--- start Material for this exercise ---

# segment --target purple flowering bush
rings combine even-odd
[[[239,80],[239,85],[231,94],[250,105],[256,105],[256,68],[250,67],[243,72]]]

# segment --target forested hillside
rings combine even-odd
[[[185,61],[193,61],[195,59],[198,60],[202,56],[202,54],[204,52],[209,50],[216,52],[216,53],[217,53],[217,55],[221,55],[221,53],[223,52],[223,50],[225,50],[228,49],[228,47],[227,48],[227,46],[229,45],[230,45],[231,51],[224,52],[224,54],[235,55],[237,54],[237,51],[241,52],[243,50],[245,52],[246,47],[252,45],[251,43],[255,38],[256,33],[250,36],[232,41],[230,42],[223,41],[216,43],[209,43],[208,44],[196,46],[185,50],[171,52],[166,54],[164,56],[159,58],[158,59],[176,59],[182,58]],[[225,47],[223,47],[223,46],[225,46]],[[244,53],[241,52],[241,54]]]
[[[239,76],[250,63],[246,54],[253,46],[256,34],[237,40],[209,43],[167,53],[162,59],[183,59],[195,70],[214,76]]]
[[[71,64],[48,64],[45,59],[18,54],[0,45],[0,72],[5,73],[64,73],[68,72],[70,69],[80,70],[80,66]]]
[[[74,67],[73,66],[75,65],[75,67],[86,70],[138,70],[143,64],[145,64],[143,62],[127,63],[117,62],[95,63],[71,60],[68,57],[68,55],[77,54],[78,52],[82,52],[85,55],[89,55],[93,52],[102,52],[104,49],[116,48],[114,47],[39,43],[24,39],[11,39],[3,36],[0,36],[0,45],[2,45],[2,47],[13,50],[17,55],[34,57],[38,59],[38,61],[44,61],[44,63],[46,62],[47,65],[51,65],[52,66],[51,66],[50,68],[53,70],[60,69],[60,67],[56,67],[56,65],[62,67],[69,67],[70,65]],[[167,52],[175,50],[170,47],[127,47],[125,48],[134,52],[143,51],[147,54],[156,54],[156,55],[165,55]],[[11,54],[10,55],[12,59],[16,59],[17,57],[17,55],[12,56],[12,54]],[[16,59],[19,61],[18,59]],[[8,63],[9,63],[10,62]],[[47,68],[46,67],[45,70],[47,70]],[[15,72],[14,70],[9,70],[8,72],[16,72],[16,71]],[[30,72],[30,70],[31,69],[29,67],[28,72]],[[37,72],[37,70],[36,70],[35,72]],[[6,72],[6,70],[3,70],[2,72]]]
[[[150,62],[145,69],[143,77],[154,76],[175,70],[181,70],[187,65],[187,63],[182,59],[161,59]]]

--- end Material for this exercise ---

What you need to do:
Reproduce verbatim everything in the data from the line containing "# segment --target forested hillside" down to the end, including that first line.

Response to this task:
# segment --target forested hillside
rings combine even-odd
[[[185,61],[193,61],[195,59],[198,60],[202,56],[202,54],[204,52],[209,50],[216,52],[216,53],[217,53],[217,55],[221,55],[221,53],[223,52],[223,50],[225,50],[228,49],[228,47],[227,48],[227,46],[229,45],[230,45],[231,51],[224,52],[224,54],[235,55],[237,54],[237,51],[241,52],[243,50],[245,52],[246,47],[252,45],[251,43],[255,38],[256,33],[250,36],[232,41],[230,42],[223,41],[216,43],[209,43],[208,44],[196,46],[185,50],[171,52],[166,54],[164,56],[159,58],[158,59],[176,59],[182,58]],[[225,47],[223,47],[223,46],[225,46]],[[244,53],[241,52],[241,54]]]
[[[239,76],[250,63],[246,54],[253,46],[256,34],[237,40],[209,43],[167,53],[162,59],[183,59],[195,70],[214,76]]]
[[[71,64],[48,64],[45,59],[18,54],[0,45],[0,72],[5,73],[64,73],[68,72],[70,69],[80,70],[80,66]]]
[[[74,67],[73,66],[75,65],[75,67],[86,70],[138,70],[143,64],[145,64],[143,62],[127,63],[117,62],[95,63],[71,60],[68,57],[68,55],[77,54],[78,52],[82,52],[85,55],[89,55],[93,52],[102,52],[104,49],[116,48],[114,47],[39,43],[24,39],[11,39],[3,36],[0,36],[0,45],[2,45],[2,47],[13,50],[17,55],[34,57],[38,59],[38,61],[44,61],[44,63],[46,62],[47,65],[51,65],[52,66],[51,66],[50,68],[53,70],[60,69],[60,67],[56,67],[56,65],[62,67],[69,67],[70,65]],[[167,52],[175,50],[170,47],[127,47],[125,48],[134,52],[143,51],[147,54],[156,54],[156,55],[165,55]],[[11,54],[10,55],[12,59],[16,59],[17,57],[17,55],[12,56],[12,54]],[[16,59],[19,61],[18,59]],[[8,63],[9,63],[10,62]],[[47,68],[46,67],[45,70],[47,70]],[[15,72],[14,70],[9,70],[8,72],[16,72],[16,71]],[[30,72],[30,70],[31,69],[29,67],[28,72]],[[37,72],[37,70],[36,70],[35,72]],[[6,72],[6,70],[3,70],[2,72]]]
[[[150,62],[145,69],[143,77],[154,76],[175,70],[181,70],[187,65],[187,63],[182,59],[161,59]]]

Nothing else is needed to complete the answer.